▸ **What to work on**
Please return all of the records verbatim, with the pictures omitted.

START Provided data

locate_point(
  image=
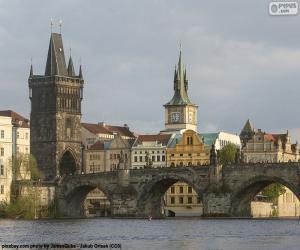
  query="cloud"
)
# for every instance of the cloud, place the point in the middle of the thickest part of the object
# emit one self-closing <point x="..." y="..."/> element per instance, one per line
<point x="241" y="62"/>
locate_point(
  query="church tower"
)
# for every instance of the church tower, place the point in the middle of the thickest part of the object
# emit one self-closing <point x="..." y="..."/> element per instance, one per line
<point x="180" y="112"/>
<point x="55" y="118"/>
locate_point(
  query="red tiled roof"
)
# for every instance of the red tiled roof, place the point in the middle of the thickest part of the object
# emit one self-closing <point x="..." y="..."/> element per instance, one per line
<point x="16" y="118"/>
<point x="162" y="138"/>
<point x="282" y="137"/>
<point x="95" y="128"/>
<point x="269" y="137"/>
<point x="108" y="129"/>
<point x="124" y="131"/>
<point x="99" y="145"/>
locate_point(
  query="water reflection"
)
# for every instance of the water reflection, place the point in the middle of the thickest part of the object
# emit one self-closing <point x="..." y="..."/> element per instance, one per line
<point x="156" y="234"/>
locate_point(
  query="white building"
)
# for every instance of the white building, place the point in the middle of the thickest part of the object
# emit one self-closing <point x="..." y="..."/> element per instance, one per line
<point x="91" y="133"/>
<point x="14" y="139"/>
<point x="221" y="139"/>
<point x="150" y="150"/>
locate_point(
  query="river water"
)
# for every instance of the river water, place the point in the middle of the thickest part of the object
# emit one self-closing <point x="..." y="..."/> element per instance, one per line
<point x="167" y="234"/>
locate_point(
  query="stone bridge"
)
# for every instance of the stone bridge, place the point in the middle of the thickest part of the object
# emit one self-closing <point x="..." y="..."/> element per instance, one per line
<point x="224" y="191"/>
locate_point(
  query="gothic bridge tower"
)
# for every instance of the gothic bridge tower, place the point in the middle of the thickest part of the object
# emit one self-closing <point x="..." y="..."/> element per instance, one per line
<point x="180" y="112"/>
<point x="55" y="119"/>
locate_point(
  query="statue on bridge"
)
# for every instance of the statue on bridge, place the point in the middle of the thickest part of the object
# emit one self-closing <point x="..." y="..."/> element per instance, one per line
<point x="213" y="155"/>
<point x="238" y="156"/>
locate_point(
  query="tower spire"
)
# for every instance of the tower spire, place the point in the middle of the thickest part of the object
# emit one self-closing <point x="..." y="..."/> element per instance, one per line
<point x="56" y="64"/>
<point x="31" y="69"/>
<point x="71" y="70"/>
<point x="180" y="83"/>
<point x="80" y="72"/>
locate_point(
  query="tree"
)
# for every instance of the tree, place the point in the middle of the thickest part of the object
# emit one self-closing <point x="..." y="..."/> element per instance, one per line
<point x="273" y="191"/>
<point x="227" y="154"/>
<point x="25" y="197"/>
<point x="24" y="167"/>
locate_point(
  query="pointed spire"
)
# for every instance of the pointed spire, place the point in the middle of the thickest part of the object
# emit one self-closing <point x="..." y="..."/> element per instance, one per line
<point x="175" y="78"/>
<point x="56" y="64"/>
<point x="80" y="72"/>
<point x="180" y="65"/>
<point x="180" y="84"/>
<point x="71" y="70"/>
<point x="185" y="80"/>
<point x="31" y="71"/>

END Provided data

▸ **Output for this exercise**
locate_point(
  image=
  query="cloud"
)
# for every instance of the cloud, place the point in the middle of the thickest part of the object
# emit one self-closing <point x="..." y="..."/> element per instance, one per line
<point x="241" y="62"/>
locate_point(
  query="church tower"
)
# for every instance of the church tower, place the point in the middle of the thickest part of the object
# emit one self-closing <point x="..." y="..."/> element per instance, one per line
<point x="180" y="112"/>
<point x="55" y="118"/>
locate_point(
  query="red tiled roof"
)
# for every instance of the red tiled roof, place the point in the middle of the thickest part of the object
# emit one self-closing <point x="..." y="..."/> element per instance, one per line
<point x="16" y="118"/>
<point x="162" y="138"/>
<point x="282" y="137"/>
<point x="95" y="128"/>
<point x="269" y="137"/>
<point x="108" y="129"/>
<point x="124" y="131"/>
<point x="99" y="145"/>
locate_point(
  query="water reflection"
)
# for every instance of the water reflection, place the point in the middle of the thickest part of the object
# emit one self-closing <point x="..." y="..."/> element per instance, one per line
<point x="156" y="234"/>
locate_point(
  query="white building"
)
# for every instance of the white building, place the point in the middle of the thickest part of the object
# emit one self-closing <point x="..." y="..."/> element per instance, one per line
<point x="91" y="133"/>
<point x="14" y="139"/>
<point x="221" y="139"/>
<point x="150" y="150"/>
locate_point(
  query="river water"
)
# for every instance of the river water, place the point in the middle of the thickest part of the object
# emit one self-closing <point x="..." y="..."/> element per instance, one per line
<point x="167" y="234"/>
locate_point(
  query="stone bridge"
)
# for every instance of the stone bridge, place the point in the middle of the thickest part of the object
# emit one self-closing <point x="..." y="..."/> element per instance, one per line
<point x="224" y="191"/>
locate_point(
  query="gothic bridge tower"
)
# for every instance of the gothic bridge tower, place the point in the middle of the thickest part of the object
# emit one self-closing <point x="..." y="..."/> element per instance, one per line
<point x="180" y="112"/>
<point x="55" y="119"/>
locate_point(
  query="statue on bridge"
)
# for every instance of the statue on bridge, place the point in the middle of the thickest part of the object
# emit one self-closing <point x="..." y="..."/> element per instance, one per line
<point x="213" y="155"/>
<point x="238" y="156"/>
locate_point(
  query="tower spire"
)
# for every instance of the tower spire, place the point in the middle of the thickest part of the object
# emit one self-closing <point x="..." y="..."/> element per instance, one per line
<point x="56" y="64"/>
<point x="31" y="69"/>
<point x="71" y="70"/>
<point x="180" y="83"/>
<point x="80" y="72"/>
locate_point(
  query="tree"
)
# for every instance of the tree, place the point in the middle of the thickest part of the object
# emit one self-closing <point x="..." y="..."/> element per instance, one per line
<point x="273" y="191"/>
<point x="227" y="154"/>
<point x="25" y="197"/>
<point x="24" y="167"/>
locate_point(
  query="pointed spire"
)
# for every instance of the pointed spire, place the point in the middle of the thickest part of the object
# emit one self-closing <point x="..." y="..."/> element per instance, one per line
<point x="175" y="78"/>
<point x="56" y="64"/>
<point x="80" y="72"/>
<point x="180" y="65"/>
<point x="180" y="84"/>
<point x="71" y="70"/>
<point x="185" y="80"/>
<point x="31" y="71"/>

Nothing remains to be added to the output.